[[ Given entries open ]]

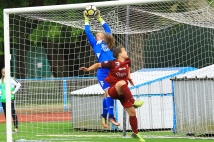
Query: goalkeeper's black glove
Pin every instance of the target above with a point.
(87, 19)
(98, 17)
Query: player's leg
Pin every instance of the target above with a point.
(110, 106)
(104, 112)
(122, 88)
(14, 116)
(132, 118)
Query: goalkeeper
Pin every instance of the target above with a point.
(14, 89)
(102, 46)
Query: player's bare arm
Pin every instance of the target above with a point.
(93, 67)
(130, 79)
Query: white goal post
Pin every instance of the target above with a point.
(164, 38)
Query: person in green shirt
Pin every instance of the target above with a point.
(15, 86)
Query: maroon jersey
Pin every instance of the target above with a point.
(118, 70)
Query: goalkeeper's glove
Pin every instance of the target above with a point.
(87, 19)
(98, 17)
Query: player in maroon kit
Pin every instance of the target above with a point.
(118, 78)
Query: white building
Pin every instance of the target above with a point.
(194, 101)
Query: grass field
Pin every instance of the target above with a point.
(63, 132)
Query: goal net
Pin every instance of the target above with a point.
(171, 47)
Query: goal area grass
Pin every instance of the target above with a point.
(63, 131)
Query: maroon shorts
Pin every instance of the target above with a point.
(114, 95)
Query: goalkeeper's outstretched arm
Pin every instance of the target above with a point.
(106, 28)
(92, 40)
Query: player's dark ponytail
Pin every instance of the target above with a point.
(117, 51)
(109, 40)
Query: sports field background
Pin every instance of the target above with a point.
(43, 127)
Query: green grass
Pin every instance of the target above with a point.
(63, 132)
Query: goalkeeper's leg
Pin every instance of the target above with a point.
(132, 118)
(110, 106)
(104, 113)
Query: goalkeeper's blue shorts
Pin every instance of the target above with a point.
(102, 73)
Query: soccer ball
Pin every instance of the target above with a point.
(91, 10)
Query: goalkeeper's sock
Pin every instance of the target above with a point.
(127, 93)
(110, 106)
(133, 123)
(105, 109)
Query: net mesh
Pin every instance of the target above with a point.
(163, 38)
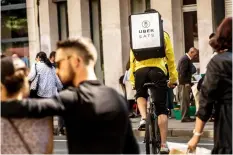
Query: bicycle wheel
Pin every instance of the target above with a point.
(157, 138)
(150, 136)
(147, 134)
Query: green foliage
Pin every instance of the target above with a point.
(15, 23)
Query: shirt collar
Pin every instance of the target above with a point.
(188, 56)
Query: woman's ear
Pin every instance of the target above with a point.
(25, 89)
(3, 91)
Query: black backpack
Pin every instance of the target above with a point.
(145, 29)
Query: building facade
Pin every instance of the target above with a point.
(30, 26)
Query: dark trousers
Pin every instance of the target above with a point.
(184, 96)
(170, 98)
(61, 124)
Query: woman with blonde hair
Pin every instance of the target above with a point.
(21, 136)
(216, 91)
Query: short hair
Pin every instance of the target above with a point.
(52, 54)
(193, 49)
(211, 35)
(3, 55)
(151, 11)
(223, 38)
(12, 74)
(84, 47)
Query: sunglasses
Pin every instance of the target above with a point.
(58, 63)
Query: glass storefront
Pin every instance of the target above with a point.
(14, 29)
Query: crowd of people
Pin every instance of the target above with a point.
(65, 85)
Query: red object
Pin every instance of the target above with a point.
(20, 51)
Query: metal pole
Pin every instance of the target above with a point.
(38, 21)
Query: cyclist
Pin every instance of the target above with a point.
(154, 70)
(94, 124)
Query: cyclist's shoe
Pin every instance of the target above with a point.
(142, 125)
(164, 149)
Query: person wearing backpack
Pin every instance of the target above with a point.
(154, 70)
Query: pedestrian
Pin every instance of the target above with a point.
(170, 96)
(185, 71)
(130, 93)
(95, 115)
(61, 125)
(216, 91)
(21, 136)
(153, 70)
(44, 81)
(52, 58)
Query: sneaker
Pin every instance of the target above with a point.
(164, 149)
(142, 125)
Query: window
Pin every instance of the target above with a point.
(190, 26)
(190, 29)
(14, 27)
(10, 2)
(63, 27)
(189, 2)
(139, 6)
(96, 36)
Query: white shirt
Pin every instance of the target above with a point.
(188, 56)
(49, 83)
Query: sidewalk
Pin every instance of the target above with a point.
(177, 129)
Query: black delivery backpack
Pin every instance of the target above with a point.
(146, 36)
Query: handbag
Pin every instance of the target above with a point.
(21, 137)
(33, 92)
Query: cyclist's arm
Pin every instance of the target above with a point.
(132, 68)
(131, 145)
(173, 75)
(37, 108)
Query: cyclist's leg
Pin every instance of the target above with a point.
(141, 93)
(159, 96)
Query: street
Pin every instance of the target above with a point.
(61, 148)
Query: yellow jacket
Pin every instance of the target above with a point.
(156, 62)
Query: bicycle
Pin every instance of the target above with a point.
(152, 134)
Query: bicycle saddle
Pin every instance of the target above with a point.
(149, 85)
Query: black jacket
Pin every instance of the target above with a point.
(96, 118)
(185, 70)
(216, 90)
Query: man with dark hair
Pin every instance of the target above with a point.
(96, 116)
(52, 58)
(154, 70)
(185, 70)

[[ Given entries closed ]]

§ **What you have to do**: What lines in the data above carry "bicycle"? Return them all.

§ **Exercise result**:
Query: bicycle wheel
Query: bicycle
Query: bicycle saddle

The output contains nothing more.